[TEXT PROVIDED]:
════════

Well if you need to make sure that it stays around the mid 70 degree range, lighting would help, (With temperature and UVB) as would a under tank heating mat. I'd also put some live plants in their tank so it holds humidity and they don't get stressed. Wax-worms are a moth larva if you can find them, but most moths and their relatives are high in fat, so only feed them occasionally

----------


## Xavier

This is the only other place I could find that sells them, but they are sadly out of stock: http://www.reptilesncritters.com/american-toads.html You could make a reminder to automatically update you if they get some in stock. You could also try putting a wanted add here and on Kingsnake.com: http://market.kingsnake.com/

----------


## Deku

> UVB is essentially a way to make sure they can produce their own calcium and necessities for their bones, you could supply calcium dust, but it's easier to get a UVB bulb every 6 months than to dust their food twice a week or so. I doubt it was parasites, under right conditions, they don't die from them unless their immune system is lowered in some way. (Fighting off an illness for example) Any description of what happened?


They were eating and acting fine... Until one day they just died... I didnt exactly happened to see them die.

----------


## Deku

> Well if you need to make sure that it stays around the mid 70 degree range, lighting would help, (With temperature and UVB) as would a under tank heating mat. I'd also put some live plants in their tank so it holds humidity and they don't get stressed. Wax-worms are a moth larva if you can find them, but most moths and their relatives are high in fat, so only feed them occasionally


Would they be happy eating their larva or is it not the same? I wouldn't feed it often moths just as a treat.

----------


## Deku

> This is the only other place I could find that sells them, but they are sadly out of stock: http://www.reptilesncritters.com/american-toads.html You could make a reminder to automatically update you if they get some in stock. You could also try putting a wanted add here and on Kingsnake.com: http://market.kingsnake.com/


Id honestly prefer to catch them myself that way i could pick out healthy and colorful individuals. I certainly want a red one too.

----------


## Xavier

> Would they be happy eating their larva or is it not the same? I wouldn't feed it often moths just as a treat.


It's the same, unless you want to give them a work out trying to grab the flying moths  :Wink:

----------


## Xavier

> Id honestly prefer to catch them myself that way i could pick out healthy and colorful individuals. I certainly want a red one too.

════════

[Pointing and labeling entries]
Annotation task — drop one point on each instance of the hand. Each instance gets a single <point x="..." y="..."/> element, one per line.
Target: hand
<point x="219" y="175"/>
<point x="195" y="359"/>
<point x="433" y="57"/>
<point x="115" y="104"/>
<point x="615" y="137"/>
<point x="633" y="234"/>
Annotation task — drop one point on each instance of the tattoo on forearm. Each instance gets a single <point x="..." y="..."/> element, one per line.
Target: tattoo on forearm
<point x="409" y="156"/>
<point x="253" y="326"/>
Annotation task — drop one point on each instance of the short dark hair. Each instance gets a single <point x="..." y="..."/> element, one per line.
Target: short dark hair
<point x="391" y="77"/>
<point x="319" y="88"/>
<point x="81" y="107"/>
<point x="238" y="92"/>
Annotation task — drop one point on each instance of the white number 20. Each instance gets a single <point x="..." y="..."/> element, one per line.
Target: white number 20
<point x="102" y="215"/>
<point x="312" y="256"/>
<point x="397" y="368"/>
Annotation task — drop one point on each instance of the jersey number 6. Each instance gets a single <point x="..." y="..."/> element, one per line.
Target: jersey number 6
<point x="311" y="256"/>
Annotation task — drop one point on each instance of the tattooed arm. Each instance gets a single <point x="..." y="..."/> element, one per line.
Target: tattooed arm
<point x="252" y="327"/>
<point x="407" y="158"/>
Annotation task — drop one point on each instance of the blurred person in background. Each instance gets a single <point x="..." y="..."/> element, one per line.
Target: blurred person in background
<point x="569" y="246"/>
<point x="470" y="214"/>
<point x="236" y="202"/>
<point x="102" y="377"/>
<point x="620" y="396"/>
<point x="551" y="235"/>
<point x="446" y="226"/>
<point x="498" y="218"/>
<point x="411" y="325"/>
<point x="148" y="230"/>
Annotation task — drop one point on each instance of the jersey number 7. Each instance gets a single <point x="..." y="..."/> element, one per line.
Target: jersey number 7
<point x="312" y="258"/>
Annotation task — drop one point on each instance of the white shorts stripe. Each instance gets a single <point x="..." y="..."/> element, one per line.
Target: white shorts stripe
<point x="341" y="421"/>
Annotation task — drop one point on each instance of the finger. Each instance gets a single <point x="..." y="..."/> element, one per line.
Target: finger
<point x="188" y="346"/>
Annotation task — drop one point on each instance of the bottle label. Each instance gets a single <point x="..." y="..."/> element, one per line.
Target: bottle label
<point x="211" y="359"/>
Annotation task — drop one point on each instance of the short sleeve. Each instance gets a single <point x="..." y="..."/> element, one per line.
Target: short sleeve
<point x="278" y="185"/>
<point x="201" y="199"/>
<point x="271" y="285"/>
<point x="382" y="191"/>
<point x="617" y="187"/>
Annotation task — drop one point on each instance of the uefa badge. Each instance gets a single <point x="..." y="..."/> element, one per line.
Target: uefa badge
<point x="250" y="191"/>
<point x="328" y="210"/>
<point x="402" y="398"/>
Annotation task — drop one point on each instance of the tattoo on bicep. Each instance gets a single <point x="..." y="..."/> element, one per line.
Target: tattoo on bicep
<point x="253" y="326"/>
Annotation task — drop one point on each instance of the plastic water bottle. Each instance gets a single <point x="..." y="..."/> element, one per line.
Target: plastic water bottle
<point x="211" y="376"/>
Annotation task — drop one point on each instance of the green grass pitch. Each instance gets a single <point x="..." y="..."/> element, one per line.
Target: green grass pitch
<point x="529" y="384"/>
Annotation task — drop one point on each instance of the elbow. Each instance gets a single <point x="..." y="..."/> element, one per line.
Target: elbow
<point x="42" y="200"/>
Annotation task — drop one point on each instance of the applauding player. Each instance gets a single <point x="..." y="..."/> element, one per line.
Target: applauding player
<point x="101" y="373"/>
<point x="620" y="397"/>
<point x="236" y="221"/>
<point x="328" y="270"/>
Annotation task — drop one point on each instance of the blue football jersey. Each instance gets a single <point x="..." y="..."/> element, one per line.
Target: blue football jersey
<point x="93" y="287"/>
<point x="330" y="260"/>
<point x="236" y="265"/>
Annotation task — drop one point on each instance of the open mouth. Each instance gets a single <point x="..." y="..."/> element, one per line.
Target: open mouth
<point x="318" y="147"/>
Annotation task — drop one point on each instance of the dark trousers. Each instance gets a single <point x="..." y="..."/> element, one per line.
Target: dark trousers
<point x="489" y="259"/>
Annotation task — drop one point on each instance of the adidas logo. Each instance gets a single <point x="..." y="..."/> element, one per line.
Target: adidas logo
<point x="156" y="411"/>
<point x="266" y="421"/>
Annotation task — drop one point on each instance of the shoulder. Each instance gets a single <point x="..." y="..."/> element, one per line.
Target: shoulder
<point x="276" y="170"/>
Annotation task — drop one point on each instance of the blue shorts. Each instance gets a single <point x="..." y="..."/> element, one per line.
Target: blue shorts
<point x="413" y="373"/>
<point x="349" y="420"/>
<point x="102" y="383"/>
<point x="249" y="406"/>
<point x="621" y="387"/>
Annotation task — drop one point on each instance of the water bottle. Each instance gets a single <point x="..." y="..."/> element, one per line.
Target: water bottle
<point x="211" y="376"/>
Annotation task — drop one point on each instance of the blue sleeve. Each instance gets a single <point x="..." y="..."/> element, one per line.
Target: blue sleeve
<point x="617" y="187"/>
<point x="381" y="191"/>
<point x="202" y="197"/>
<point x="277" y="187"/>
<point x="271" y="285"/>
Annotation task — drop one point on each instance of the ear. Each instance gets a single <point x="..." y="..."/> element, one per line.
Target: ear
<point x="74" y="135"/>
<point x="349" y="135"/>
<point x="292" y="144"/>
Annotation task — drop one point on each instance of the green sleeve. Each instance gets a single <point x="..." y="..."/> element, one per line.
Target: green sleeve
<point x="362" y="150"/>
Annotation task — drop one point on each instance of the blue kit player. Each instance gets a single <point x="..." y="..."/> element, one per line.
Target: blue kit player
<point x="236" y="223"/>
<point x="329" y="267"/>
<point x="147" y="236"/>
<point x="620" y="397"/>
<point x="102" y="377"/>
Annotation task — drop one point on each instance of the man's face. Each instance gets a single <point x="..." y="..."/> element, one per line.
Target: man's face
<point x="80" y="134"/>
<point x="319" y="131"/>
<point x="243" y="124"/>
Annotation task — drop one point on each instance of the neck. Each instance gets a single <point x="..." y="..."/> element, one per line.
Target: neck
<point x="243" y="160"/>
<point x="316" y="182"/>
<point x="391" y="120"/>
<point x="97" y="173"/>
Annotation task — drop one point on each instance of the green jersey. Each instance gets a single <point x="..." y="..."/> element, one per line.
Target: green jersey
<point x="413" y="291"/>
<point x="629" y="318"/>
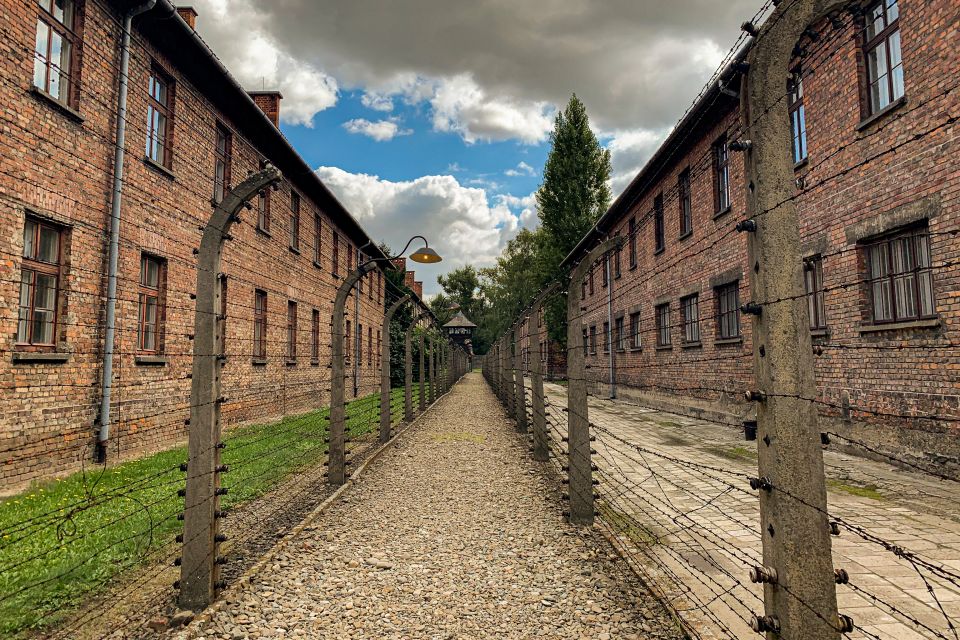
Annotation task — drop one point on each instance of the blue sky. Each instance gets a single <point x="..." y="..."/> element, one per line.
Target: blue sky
<point x="433" y="116"/>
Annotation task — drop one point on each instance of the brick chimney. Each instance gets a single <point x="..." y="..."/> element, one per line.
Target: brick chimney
<point x="189" y="16"/>
<point x="269" y="103"/>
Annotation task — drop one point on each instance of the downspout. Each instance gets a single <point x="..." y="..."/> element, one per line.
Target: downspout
<point x="114" y="250"/>
<point x="613" y="373"/>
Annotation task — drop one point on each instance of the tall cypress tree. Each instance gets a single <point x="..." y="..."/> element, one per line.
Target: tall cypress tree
<point x="574" y="194"/>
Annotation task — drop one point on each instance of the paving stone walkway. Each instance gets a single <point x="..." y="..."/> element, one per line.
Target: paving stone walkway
<point x="453" y="533"/>
<point x="702" y="529"/>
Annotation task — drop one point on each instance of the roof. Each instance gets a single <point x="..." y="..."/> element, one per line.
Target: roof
<point x="166" y="30"/>
<point x="459" y="320"/>
<point x="711" y="100"/>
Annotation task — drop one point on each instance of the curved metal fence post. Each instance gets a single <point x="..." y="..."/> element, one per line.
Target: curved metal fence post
<point x="199" y="579"/>
<point x="578" y="421"/>
<point x="408" y="370"/>
<point x="385" y="390"/>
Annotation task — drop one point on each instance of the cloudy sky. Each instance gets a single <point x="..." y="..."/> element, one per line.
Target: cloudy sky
<point x="433" y="116"/>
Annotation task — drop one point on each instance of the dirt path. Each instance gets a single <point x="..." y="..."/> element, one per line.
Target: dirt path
<point x="454" y="533"/>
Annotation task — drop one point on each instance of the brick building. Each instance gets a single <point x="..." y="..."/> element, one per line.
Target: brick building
<point x="191" y="133"/>
<point x="878" y="178"/>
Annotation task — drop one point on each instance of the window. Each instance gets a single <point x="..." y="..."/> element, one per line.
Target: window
<point x="54" y="59"/>
<point x="881" y="49"/>
<point x="221" y="167"/>
<point x="721" y="175"/>
<point x="728" y="311"/>
<point x="263" y="211"/>
<point x="39" y="283"/>
<point x="686" y="203"/>
<point x="813" y="283"/>
<point x="315" y="337"/>
<point x="159" y="118"/>
<point x="690" y="310"/>
<point x="259" y="324"/>
<point x="635" y="330"/>
<point x="294" y="220"/>
<point x="658" y="231"/>
<point x="150" y="322"/>
<point x="336" y="253"/>
<point x="798" y="116"/>
<point x="291" y="331"/>
<point x="663" y="324"/>
<point x="900" y="277"/>
<point x="317" y="236"/>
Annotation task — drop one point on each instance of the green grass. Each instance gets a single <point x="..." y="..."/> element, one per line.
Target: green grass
<point x="63" y="540"/>
<point x="870" y="491"/>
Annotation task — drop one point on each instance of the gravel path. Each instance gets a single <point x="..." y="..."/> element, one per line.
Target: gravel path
<point x="454" y="533"/>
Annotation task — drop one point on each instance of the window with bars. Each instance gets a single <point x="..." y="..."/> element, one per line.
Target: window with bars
<point x="728" y="311"/>
<point x="159" y="117"/>
<point x="291" y="331"/>
<point x="43" y="249"/>
<point x="690" y="311"/>
<point x="798" y="115"/>
<point x="221" y="165"/>
<point x="263" y="211"/>
<point x="900" y="277"/>
<point x="55" y="61"/>
<point x="635" y="330"/>
<point x="315" y="337"/>
<point x="813" y="283"/>
<point x="686" y="203"/>
<point x="259" y="324"/>
<point x="662" y="318"/>
<point x="881" y="50"/>
<point x="294" y="220"/>
<point x="721" y="175"/>
<point x="336" y="253"/>
<point x="150" y="299"/>
<point x="659" y="240"/>
<point x="317" y="238"/>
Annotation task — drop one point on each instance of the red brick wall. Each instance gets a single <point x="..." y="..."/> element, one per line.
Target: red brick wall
<point x="58" y="166"/>
<point x="853" y="190"/>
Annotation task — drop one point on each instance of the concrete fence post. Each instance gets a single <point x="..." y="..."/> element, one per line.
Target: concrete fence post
<point x="541" y="449"/>
<point x="802" y="601"/>
<point x="337" y="453"/>
<point x="520" y="393"/>
<point x="199" y="579"/>
<point x="422" y="399"/>
<point x="385" y="390"/>
<point x="578" y="420"/>
<point x="408" y="369"/>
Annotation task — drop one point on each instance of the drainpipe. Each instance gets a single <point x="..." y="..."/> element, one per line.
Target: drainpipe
<point x="104" y="435"/>
<point x="613" y="373"/>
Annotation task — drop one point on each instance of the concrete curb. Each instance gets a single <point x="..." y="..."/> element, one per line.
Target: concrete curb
<point x="250" y="574"/>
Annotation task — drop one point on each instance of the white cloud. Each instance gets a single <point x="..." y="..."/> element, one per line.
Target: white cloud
<point x="522" y="169"/>
<point x="461" y="222"/>
<point x="381" y="130"/>
<point x="461" y="106"/>
<point x="377" y="101"/>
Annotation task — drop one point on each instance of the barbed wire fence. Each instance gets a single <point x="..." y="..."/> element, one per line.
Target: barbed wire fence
<point x="694" y="518"/>
<point x="118" y="537"/>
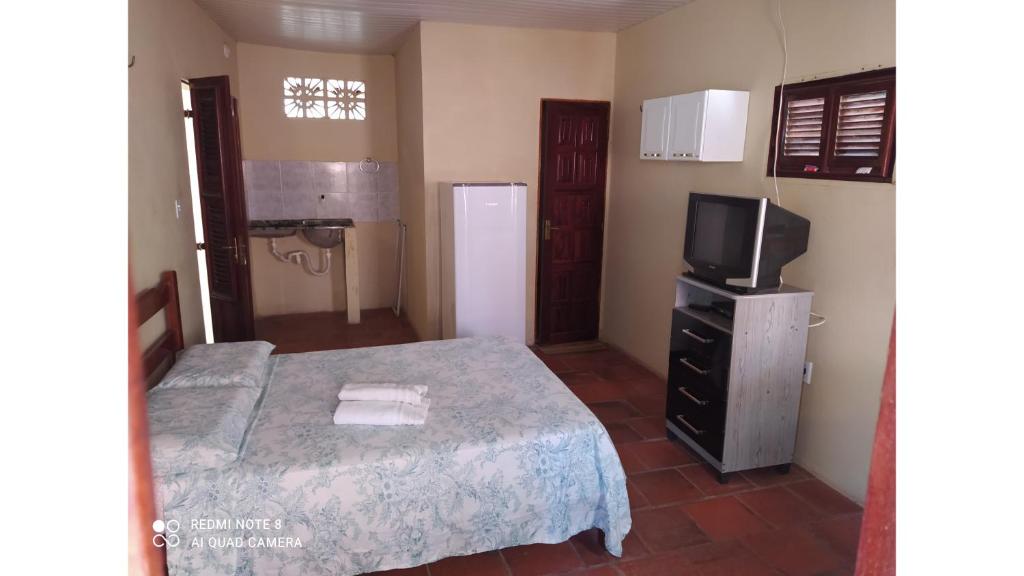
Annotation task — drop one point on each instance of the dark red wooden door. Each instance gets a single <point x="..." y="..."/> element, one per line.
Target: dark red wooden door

════════

[TO BE DONE]:
[1] Answer these about the toad-keeping thread:
(a) How often does the thread suggest replacing a UVB bulb?
(b) Wax-worms are the larva of what kind of insect?
(c) Besides the online store link, which site is suggested for posting a wanted ad?
[2] Please carry the toad-keeping thread forward from its last line.

[ANSWERS]:
[1]
(a) Every 6 months.
(b) A moth.
(c) Kingsnake.com.

[2]
That's true, I owned an orange phase one, he was awesome, I miss him

----------


## Xavier

Apparently if you do it right, you can have a culture of moths if you like: http://www.frogforum.net/showthread....5980#post55980

----------


## Deku

> It's the same, unless you want to give them a work out trying to grab the flying moths


Naw i feel they're lazy like me. Lol ima just give em the larvae

----------

Cliygh and Mia 2

----------


## Deku

> Apparently if you do it right, you can have a culture of moths if you like: http://www.frogforum.net/showthread....5980#post55980


Ehh i wouldnt want to culture them incase they got out theyd be annoying to deal with

----------

Cliygh and Mia 2

----------


## Deku

> That's true, I owned an orange phase one, he was awesome, I miss him


I really wish i could just catch one... I feel if i just tell them what i want they probably wont listen...

----------

Cliygh and Mia 2

----------


## Xavier

That's why I said for you to place an add, you could tell them you only want red phase ones, and just wait. There's bound to be at least one

----------


## Deku

> That's why I said for you to place an add, you could tell them you only want red phase ones, and just wait. There's bound to be at least one


 i see. Well i just want different colors so i can tell them apart and females so they dont make noise at night since they'd be in my bedroom.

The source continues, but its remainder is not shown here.